> EXERCISE BRIEF
Restate word for word the lines of the records below, starting at the line that contains "Target: black suv" and ending at the line that contains "as [[603, 392]].", with both of those lines included and nothing else.

******************************

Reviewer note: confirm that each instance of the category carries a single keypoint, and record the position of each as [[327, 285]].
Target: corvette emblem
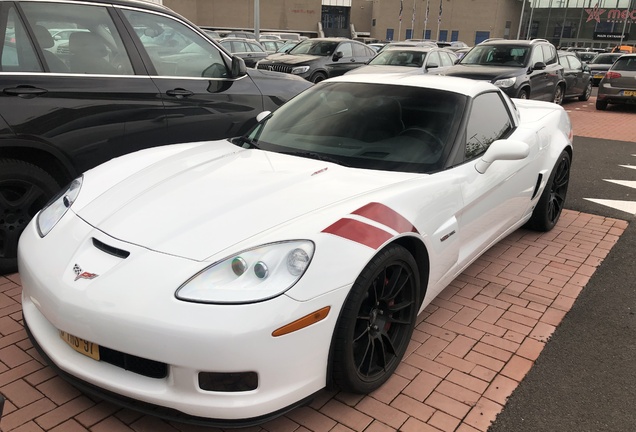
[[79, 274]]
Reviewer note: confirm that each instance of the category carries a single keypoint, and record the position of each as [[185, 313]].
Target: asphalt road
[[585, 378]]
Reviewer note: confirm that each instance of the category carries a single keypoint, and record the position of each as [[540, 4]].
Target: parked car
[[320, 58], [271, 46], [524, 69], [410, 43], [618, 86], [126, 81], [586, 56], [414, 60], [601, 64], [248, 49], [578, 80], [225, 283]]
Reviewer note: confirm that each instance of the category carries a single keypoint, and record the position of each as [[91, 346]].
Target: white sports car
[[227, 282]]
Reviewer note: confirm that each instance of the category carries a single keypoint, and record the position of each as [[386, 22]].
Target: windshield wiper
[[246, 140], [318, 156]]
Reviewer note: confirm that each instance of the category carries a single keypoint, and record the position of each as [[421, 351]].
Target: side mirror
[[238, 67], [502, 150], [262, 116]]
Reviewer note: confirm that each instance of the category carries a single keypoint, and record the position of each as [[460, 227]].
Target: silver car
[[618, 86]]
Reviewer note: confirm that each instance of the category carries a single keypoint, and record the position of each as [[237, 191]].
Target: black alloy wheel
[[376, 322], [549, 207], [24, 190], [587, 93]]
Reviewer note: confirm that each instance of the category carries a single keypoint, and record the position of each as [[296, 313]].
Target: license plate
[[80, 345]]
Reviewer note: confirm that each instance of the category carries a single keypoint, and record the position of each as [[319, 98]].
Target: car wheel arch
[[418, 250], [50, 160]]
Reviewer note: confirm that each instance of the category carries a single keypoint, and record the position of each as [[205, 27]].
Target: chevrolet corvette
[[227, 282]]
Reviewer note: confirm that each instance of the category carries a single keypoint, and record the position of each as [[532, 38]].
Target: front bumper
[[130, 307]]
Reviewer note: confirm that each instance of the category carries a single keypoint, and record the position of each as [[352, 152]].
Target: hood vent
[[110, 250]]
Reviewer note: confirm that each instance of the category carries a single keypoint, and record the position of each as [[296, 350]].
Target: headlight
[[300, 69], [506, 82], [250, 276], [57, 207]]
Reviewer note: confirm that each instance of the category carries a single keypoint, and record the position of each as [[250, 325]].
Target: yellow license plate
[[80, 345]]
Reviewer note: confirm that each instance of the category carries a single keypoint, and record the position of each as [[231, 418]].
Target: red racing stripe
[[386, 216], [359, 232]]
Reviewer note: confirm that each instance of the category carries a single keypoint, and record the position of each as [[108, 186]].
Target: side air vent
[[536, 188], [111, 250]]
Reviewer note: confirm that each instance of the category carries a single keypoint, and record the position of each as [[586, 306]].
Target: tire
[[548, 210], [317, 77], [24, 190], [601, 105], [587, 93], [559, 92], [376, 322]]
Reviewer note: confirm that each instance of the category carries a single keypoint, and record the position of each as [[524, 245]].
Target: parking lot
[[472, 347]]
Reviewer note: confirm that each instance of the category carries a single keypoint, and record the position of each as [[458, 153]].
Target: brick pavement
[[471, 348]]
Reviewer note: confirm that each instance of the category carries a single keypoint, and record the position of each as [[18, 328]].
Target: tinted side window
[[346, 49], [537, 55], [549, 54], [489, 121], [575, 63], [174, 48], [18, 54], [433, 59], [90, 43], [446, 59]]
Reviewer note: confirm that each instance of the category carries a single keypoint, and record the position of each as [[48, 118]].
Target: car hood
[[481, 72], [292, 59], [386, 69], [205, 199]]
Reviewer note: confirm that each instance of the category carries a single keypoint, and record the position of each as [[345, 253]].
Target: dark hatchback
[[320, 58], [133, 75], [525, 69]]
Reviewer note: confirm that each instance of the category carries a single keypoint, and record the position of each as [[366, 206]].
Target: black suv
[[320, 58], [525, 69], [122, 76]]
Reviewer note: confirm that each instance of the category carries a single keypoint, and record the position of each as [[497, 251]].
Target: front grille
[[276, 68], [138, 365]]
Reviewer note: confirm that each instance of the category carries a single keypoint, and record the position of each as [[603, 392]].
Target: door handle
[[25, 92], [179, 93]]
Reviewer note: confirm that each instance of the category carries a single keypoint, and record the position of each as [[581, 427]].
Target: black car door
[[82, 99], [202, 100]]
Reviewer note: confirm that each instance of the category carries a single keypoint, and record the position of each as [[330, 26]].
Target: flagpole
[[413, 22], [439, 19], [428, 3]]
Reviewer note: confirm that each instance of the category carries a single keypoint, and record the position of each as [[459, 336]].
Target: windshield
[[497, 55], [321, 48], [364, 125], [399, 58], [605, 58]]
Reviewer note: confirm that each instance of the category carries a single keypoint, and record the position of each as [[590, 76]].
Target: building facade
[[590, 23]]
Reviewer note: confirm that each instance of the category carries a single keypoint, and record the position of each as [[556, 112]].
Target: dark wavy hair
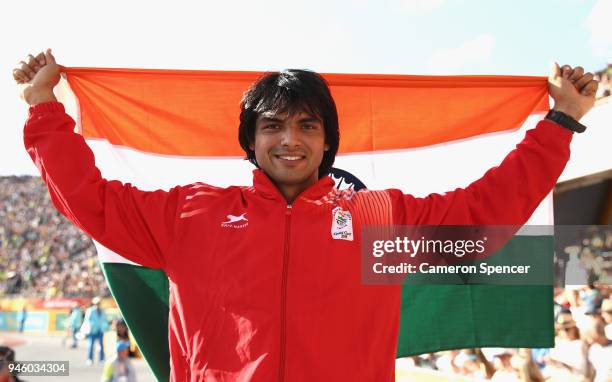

******************************

> YOUR RESPONSE
Target: black suv
[[320, 58], [525, 69], [122, 76]]
Reviewer note: confirm that each instance of the category carries a single keypoint, and record the position of each as [[497, 251]].
Target: front grille
[[276, 68], [138, 365]]
Reviewer note: confirm that each instance of the category carries a single keypoint, and record the position of each as [[603, 392]].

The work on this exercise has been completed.